══ Record excerpts ══

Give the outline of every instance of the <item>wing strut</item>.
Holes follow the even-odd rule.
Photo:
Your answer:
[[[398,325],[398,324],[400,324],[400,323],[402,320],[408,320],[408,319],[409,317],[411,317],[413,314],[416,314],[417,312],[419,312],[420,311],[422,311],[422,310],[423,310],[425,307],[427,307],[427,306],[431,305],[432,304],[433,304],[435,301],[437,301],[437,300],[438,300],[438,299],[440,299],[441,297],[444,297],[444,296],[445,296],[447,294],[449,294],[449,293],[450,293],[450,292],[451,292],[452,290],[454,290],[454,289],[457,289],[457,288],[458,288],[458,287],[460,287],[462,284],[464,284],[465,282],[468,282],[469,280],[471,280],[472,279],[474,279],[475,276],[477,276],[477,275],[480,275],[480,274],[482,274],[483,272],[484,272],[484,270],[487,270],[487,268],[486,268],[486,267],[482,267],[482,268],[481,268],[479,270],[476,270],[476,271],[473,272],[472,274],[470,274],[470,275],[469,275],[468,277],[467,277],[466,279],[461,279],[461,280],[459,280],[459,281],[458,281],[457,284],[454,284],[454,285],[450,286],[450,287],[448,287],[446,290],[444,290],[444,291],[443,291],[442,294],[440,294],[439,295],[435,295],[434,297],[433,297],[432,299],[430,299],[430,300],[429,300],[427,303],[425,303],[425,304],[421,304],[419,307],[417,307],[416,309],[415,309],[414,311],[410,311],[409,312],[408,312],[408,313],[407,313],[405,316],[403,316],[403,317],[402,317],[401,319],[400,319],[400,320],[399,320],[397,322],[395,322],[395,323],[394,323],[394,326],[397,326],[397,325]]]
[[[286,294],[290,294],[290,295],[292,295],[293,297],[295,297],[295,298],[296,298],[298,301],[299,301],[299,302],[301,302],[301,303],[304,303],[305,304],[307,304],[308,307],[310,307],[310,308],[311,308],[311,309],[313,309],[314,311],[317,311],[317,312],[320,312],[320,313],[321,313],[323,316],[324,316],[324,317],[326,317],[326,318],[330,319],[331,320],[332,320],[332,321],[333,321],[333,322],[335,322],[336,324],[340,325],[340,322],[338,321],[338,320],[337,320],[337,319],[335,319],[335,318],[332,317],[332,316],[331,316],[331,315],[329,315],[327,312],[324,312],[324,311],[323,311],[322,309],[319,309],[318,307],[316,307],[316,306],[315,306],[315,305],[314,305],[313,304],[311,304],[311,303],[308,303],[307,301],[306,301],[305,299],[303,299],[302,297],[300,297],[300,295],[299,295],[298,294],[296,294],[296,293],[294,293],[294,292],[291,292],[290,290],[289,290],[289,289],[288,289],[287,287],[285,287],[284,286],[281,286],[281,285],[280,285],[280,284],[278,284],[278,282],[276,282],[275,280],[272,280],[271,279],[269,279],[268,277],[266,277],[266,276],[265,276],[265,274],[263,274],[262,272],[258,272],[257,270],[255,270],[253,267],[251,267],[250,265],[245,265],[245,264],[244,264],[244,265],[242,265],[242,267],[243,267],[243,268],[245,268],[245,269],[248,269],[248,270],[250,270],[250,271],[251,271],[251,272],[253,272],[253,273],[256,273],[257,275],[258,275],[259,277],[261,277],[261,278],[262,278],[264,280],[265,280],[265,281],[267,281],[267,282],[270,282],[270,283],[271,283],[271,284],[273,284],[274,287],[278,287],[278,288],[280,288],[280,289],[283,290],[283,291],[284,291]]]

═══

**What the task asks:** Repeat the data above, word for word.

**Solution to this problem:**
Give the outline of every instance of the <item>wing strut</item>.
Holes follow the even-odd rule.
Photo:
Your answer:
[[[398,325],[398,324],[400,324],[400,323],[402,320],[408,320],[408,319],[409,317],[411,317],[413,314],[416,314],[417,312],[419,312],[420,311],[422,311],[422,310],[423,310],[425,307],[427,307],[427,306],[431,305],[432,304],[433,304],[435,301],[437,301],[437,300],[438,300],[438,299],[440,299],[441,297],[444,297],[444,296],[445,296],[447,294],[449,294],[449,293],[450,293],[450,292],[451,292],[452,290],[454,290],[454,289],[457,289],[457,288],[458,288],[458,287],[460,287],[462,284],[464,284],[465,282],[468,282],[469,280],[471,280],[472,279],[474,279],[475,276],[477,276],[477,275],[480,275],[480,274],[482,274],[483,272],[484,272],[484,270],[487,270],[487,268],[486,268],[486,267],[482,267],[482,268],[481,268],[479,270],[476,270],[476,271],[473,272],[472,274],[470,274],[470,275],[469,275],[468,277],[467,277],[466,279],[461,279],[461,280],[459,280],[459,281],[458,281],[457,284],[454,284],[454,285],[450,286],[450,287],[448,287],[446,290],[444,290],[444,291],[443,291],[442,294],[440,294],[439,295],[435,295],[434,297],[433,297],[432,299],[430,299],[430,300],[429,300],[427,303],[425,303],[425,304],[421,304],[419,307],[417,307],[416,309],[415,309],[414,311],[410,311],[409,312],[408,312],[408,313],[407,313],[405,316],[403,316],[403,317],[402,317],[401,319],[400,319],[400,320],[399,320],[397,322],[395,322],[395,323],[394,323],[394,326],[397,326],[397,325]]]
[[[286,294],[290,294],[290,295],[292,295],[293,297],[295,297],[295,298],[296,298],[298,301],[299,301],[299,302],[301,302],[301,303],[304,303],[305,304],[307,304],[308,307],[310,307],[310,308],[311,308],[311,309],[313,309],[314,311],[317,311],[317,312],[320,312],[320,313],[321,313],[323,316],[324,316],[324,317],[326,317],[326,318],[330,319],[331,320],[332,320],[332,321],[333,321],[333,322],[335,322],[336,324],[340,325],[340,322],[338,321],[338,320],[337,320],[337,319],[335,319],[335,318],[332,317],[332,316],[331,316],[331,315],[329,315],[327,312],[324,312],[324,311],[323,311],[322,309],[319,309],[318,307],[316,307],[316,306],[315,306],[315,305],[314,305],[313,304],[311,304],[311,303],[308,303],[307,301],[306,301],[305,299],[303,299],[302,297],[300,297],[300,295],[299,295],[298,294],[296,294],[296,293],[294,293],[294,292],[291,292],[290,290],[289,290],[289,289],[288,289],[287,287],[285,287],[284,286],[281,286],[281,285],[280,285],[280,284],[278,284],[278,282],[276,282],[275,280],[272,280],[271,279],[269,279],[268,277],[266,277],[266,276],[265,276],[265,274],[263,274],[262,272],[258,272],[257,270],[255,270],[253,267],[251,267],[250,265],[245,265],[245,264],[244,264],[244,265],[242,265],[242,267],[243,267],[243,268],[245,268],[245,269],[248,269],[248,270],[250,270],[250,271],[251,271],[251,272],[253,272],[253,273],[256,273],[257,275],[258,275],[259,277],[261,277],[261,278],[262,278],[264,280],[265,280],[265,281],[267,281],[267,282],[270,282],[270,283],[271,283],[271,284],[273,284],[274,287],[278,287],[278,288],[280,288],[280,289],[283,290],[283,291],[284,291]]]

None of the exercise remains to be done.